**Document**
______
When $X$ is an arbitrary Riemann surface, it is in general quite difficult to know and classify all endomorphism of $X$. In the case when $X$ is the complex plane $\mathbb{C}$, the vector space of entire functions has a basis of monomials $\{z^n\}_{n\geq 0}$ and, in particular, has infinite dimension. In the case when $X$ is isomorphic to the punctured plane, the situation is not any better either. However, when $X$ is hyperbolic, it turns out that we can classify all endomorphisms by their dynamical behavior.

Theorem: Let $f: X\to X$ be a non-constant holomorphic map on a hyperbolic Riemann surface $X$. Exactly one of the following holds:

  1. Every compact subset $K \subset X$ admits some positive integer $N$ such that $f^n(K) \cap K = \emptyset$ for all $n\geq N$;
  2. Every orbit $\{ f^n(x) \}_{n\geq 0}$ of any point $x$ converges towards a unique attracting fixed point $x_0$;
  3. The map $f$ is of finite order, that is $f^n \equiv Id$ for some integer $n$;
  4. $X$ is biholomorphic to the unit disk $\mathbb{D}$ or some annuli $\{ r < \vert z \vert < R \}$, where $0\leq r < R$, and $f$ is an irrational rotation.

What makes a hyperbolic Riemann surface special is that we are blessed with the presence of hyperbolic metric and the Schwarz-Pick theorem (see here), which tells us that with respect to the hyperbolic metric, $f$ is either a local isometry and a covering map, or a uniform contraction on compact subsets. In overall, if $d$ corresponds to the hyperbolic distance, then $d(f(x),f(y)) \leq d(x,y)$ for any pair of points $x$ and $y$ in $X$.

The first case corresponds to the possibility that all points diverge away to infinity. Indeed, suppose there is a point $x \in X$ such that it diverges away to infinity. More precisely, $\lim_{n\to \infty} d(f^n(x), C) = \infty$ for any compact set $C \subset X$. For any compact set $K \subset X$, let $\hat{K}$ be an even larger compact set containing $K$ and $x$. Then,

\[\lim_{n\to \infty} d(f^n(K), C) \geq \lim_{n\to \infty} d(f^n(x), C) - \text{diam}(K) = \infty,\]

which leads us to 1. As such, we can now assume that there is some non-empty compact set $K$ such that the orbit $f^n(x)$ of some $x$ returns to $K$ infinitely often at times $n_1, n_2, \ldots$. In this case, we say that $f$ is recurrent.
______
**Dataset extract**
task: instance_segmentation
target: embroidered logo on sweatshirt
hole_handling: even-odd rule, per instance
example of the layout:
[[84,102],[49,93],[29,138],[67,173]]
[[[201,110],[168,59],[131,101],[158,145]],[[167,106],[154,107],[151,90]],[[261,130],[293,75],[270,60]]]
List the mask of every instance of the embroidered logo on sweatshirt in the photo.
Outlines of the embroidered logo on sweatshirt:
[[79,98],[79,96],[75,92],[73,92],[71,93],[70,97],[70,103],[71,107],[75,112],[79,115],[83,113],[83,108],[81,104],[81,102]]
______
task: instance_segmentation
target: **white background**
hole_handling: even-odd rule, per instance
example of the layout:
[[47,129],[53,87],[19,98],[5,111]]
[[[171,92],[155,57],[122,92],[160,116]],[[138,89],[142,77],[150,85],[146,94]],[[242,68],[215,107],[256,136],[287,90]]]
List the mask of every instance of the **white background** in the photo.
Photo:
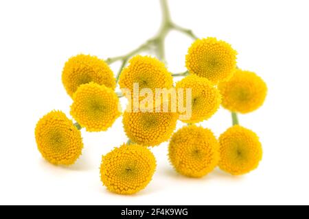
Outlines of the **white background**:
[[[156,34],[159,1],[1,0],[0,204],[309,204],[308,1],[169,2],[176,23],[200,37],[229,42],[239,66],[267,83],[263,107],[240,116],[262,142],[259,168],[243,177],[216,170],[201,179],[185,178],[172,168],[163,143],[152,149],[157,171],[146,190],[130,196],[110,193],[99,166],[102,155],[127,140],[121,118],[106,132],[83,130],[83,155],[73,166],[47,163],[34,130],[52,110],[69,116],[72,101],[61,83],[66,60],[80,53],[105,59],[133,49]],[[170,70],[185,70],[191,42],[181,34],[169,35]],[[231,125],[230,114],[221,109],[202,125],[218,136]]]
______
**Exercise goal**
Pick up the passage on self-maps of hyperbolic Riemann surfaces after its last sentence and carry the proof forward into the recurrent case.

**Written response**
Suppose $f$ is a contraction. Let $\epsilon = d(x,f(x))$ and let $\hat{K}$ be the closed $\epsilon$-neighbourhood of $K$. By compactness, there is some factor $c<1$ such that $d(f(y),f(z)) \leq c d(y,z)$ for all $y,z \in \hat{K}$. Therefore, $d(f^{n_k+1}(x),f^{n_k}x)) \leq c^k d(f(x),x) \to 0$ and the orbit accumulates at some point $x_0$. Since $f$ is a contraction, $x_0$ is the unique fixed point and $f^n(x) \to x_0$ for all $x \in X$. This leads us to case 2.

Suppose $f$ is a covering map. We’ll proceed by looking at $X$ as the quotient $\mathbb{D}/ \Gamma$ of the unit disk $\mathbb{D}$ by some subgroup $\Gamma$ of $\text{Aut}(\mathbb{D})$ acting freely and discretely. The group $\Gamma$ can also be identified with the fundamental group of $X$.

  • Suppose $\Gamma$ is abelian. This corresponds to the case where $X$ is isomorphic to either the unit disk $\mathbb{D}$ or $\{ r < \vert z \vert < R \}$, where $0\leq r < R$. It is not difficult to show that every recurrent covering map of $X$ must be a rotation. This leads to cases 3 and 4.
  • Suppose $\Gamma$ is not abelian. Then, the semigroup $\text{End}(\Gamma) = \{ g \in \Gamma \vert g\Gamma g^{-1} \subset \Gamma \}$ must be discrete. (See my previous post for more details.) Every iterate $f^n$ admits a lift $g_n \in \text{End}(\Gamma)$ which, due to recurrence, can all be chosen to lie in a compact subset of $\text{Aut}(\mathbb{D})$. By discreteness of $\text{End}(\Gamma)$, the set of lifts $\{g_n \}$ is finite, i.e. $g_n = g_m$ for some $m<n$. This implies that $f^{n-m} = Id$. This completes case 3.

All the four cases are realised when $X$ is simply connected. The unit translation $z \mapsto z+1$ on the upper half plane $\mathbb{H}$ belongs to case 1. Maps of the form $z\mapsto \lambda z^d$ on the unit disk $\mathbb{D}$ for any positive integer $d$ and non-zero $\lambda \in \mathbb{D}$ are in case 2.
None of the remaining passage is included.